Exercise aim:
Without omission or alteration, write out all of the data.

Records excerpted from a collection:
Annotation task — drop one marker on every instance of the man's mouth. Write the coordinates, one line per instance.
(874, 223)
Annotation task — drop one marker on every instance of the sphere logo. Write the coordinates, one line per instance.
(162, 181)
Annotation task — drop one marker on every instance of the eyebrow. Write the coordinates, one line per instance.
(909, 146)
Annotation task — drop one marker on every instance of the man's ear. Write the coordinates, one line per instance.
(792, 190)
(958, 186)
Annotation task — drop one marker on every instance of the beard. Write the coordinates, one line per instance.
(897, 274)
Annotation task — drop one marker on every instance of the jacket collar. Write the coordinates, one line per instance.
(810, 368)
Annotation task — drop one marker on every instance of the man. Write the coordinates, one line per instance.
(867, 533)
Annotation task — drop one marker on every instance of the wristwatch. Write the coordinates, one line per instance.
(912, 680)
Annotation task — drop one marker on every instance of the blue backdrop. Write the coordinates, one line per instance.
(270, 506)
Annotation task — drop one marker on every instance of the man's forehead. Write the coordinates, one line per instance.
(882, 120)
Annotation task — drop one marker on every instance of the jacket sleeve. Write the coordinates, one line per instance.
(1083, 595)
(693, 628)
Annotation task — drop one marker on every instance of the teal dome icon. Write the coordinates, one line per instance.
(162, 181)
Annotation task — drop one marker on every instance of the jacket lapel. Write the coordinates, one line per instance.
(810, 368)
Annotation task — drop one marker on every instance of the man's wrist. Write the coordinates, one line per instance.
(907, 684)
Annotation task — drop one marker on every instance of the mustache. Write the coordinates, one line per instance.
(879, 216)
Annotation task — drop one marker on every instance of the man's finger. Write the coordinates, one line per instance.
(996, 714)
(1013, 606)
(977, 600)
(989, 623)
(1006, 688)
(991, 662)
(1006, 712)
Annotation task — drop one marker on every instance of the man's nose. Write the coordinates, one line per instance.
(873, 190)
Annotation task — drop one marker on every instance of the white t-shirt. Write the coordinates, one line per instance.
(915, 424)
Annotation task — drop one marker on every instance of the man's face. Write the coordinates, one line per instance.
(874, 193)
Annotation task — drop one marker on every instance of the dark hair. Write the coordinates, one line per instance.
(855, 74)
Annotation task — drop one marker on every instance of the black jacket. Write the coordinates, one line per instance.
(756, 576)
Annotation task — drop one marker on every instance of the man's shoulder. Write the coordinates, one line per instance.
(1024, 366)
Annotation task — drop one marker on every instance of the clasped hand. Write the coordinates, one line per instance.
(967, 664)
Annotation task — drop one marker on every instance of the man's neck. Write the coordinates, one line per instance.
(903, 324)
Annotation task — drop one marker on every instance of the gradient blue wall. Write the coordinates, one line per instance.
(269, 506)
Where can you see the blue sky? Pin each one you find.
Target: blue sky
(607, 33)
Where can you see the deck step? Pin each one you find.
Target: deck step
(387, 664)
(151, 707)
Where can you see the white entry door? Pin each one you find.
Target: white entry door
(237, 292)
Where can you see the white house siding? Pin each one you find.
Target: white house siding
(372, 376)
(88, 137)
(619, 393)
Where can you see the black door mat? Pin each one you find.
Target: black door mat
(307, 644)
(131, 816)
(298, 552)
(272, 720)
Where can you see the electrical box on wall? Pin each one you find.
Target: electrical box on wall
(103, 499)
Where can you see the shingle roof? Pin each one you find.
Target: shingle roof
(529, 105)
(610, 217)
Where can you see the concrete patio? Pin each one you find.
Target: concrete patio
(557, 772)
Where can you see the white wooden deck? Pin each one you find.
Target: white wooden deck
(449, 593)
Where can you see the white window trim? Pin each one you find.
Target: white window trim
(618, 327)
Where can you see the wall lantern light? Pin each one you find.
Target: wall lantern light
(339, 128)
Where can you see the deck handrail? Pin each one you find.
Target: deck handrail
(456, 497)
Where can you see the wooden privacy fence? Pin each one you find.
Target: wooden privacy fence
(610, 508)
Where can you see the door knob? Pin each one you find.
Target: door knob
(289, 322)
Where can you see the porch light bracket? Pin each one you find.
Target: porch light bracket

Exercise output:
Annotation task — drop one marker on every instance of the man's mouth. Write the coordinates, one line per instance.
(874, 223)
Annotation task — drop one marker on every instance of the sphere logo. Write the coordinates, one line per instance.
(162, 181)
Annotation task — drop one marker on every instance of the eyebrow. Write the coordinates, one line per instance.
(909, 146)
Annotation task — drop one marker on every instance of the man's ear. Write the coordinates, one line per instance.
(792, 190)
(958, 186)
Annotation task — drop one marker on every instance of the beard. Write the coordinates, one line per instance.
(897, 274)
Annotation task — drop one marker on every instance of the jacket collar. Write the coordinates, one line per instance.
(810, 368)
Annotation task — drop one marker on every instance of the man. Write the coordinates, one line per instance.
(867, 533)
Annotation task — drop one marker on every instance of the wristwatch. Write the coordinates, one line per instance.
(912, 680)
Annotation task — drop one marker on every instance of the blue backdrop. Write the coordinates, one line per instance.
(270, 506)
Annotation task — drop one marker on every instance of the man's forehead. Write the coordinates, one line per instance.
(882, 120)
Annotation task — drop one marker on every instance of the jacket sleeve. Write the coordinates, one line per instance.
(1083, 595)
(693, 628)
Annotation task — drop one marker on every instance of the teal dome icon. Write the coordinates, one line per instance.
(162, 181)
Annotation task — drop one marker on every instance of the jacket lapel. Write the coordinates, one line per instance.
(810, 368)
Annotation task — drop one marker on every instance of the man's wrist. Write the coordinates, one line per instance.
(907, 684)
Annotation task — drop one marker on every instance of the mustache. Write the coordinates, one line per instance.
(879, 216)
Annotation task — drop one marker on every instance of the man's finger. Write the coordinates, one line per instance.
(996, 714)
(1013, 606)
(977, 600)
(989, 623)
(1006, 688)
(991, 662)
(1006, 712)
Annotation task — drop one marker on every instance of the man's nose. Write the coordinates, one line per instance.
(873, 190)
Annotation task — drop one marker on every instance of the white t-shirt. Write the coordinates, one line per instance.
(915, 424)
Annotation task — drop one marker on every instance of the man's face. Write the coordinates, one line per instance.
(874, 193)
Annotation task — drop one marker on every instance of the dark hair. Write the coordinates, one line per instance.
(855, 74)
Annotation task — drop one marker on every instance of the black jacket. Write the coordinates, one line per instance.
(756, 576)
Annotation task — drop one marker on every instance of the man's shoulder. Write the coordinates, one line per instance.
(1024, 366)
Annotation task — drop one marker on every instance of the clasped hand. Write the coordinates, one line per instance.
(967, 664)
Annotation task — drop one marker on every instance of the man's neck. Write the coordinates, one line per instance.
(903, 324)
Annotation task — drop one marker on every instance of the gradient blue wall. Write the coordinates, one line per instance.
(269, 506)
Where can you see the blue sky? Pin each one you find.
Target: blue sky
(607, 33)
Where can you see the deck step? Pin each one you find.
Target: deck step
(387, 664)
(151, 707)
Where can you see the white entry door? Pin each one you find.
Target: white entry door
(237, 292)
Where can you see the white house siding? Pin each one you find.
Target: white house siding
(372, 376)
(88, 137)
(619, 393)
Where can you see the black door mat? Pin each one you find.
Target: black door mat
(307, 644)
(131, 816)
(298, 552)
(272, 720)
Where can you see the electrical box on wall? Pin each one you find.
Target: electrical box on wall
(103, 499)
Where can you see the shingle roof? Pin each one you find.
Target: shingle roof
(529, 105)
(610, 217)
Where can you see the concrete patio? Pin each one you find.
Target: concrete patio
(557, 772)
Where can you see the white wooden deck? Pin each one you find.
Target: white wooden deck
(449, 593)
Where can you see the white window trim? Pin each one you find.
Target: white window trim
(618, 327)
Where can you see the wall lantern light? Pin each one you find.
Target: wall lantern light
(339, 128)
Where can you see the deck handrail? Pin each one you find.
Target: deck handrail
(456, 497)
Where can you see the wooden privacy fence? Pin each one you find.
Target: wooden privacy fence
(610, 508)
Where can you see the door knob? Pin each one you find.
Target: door knob
(289, 322)
Where can you see the porch light bracket? Pin each one you find.
Target: porch light bracket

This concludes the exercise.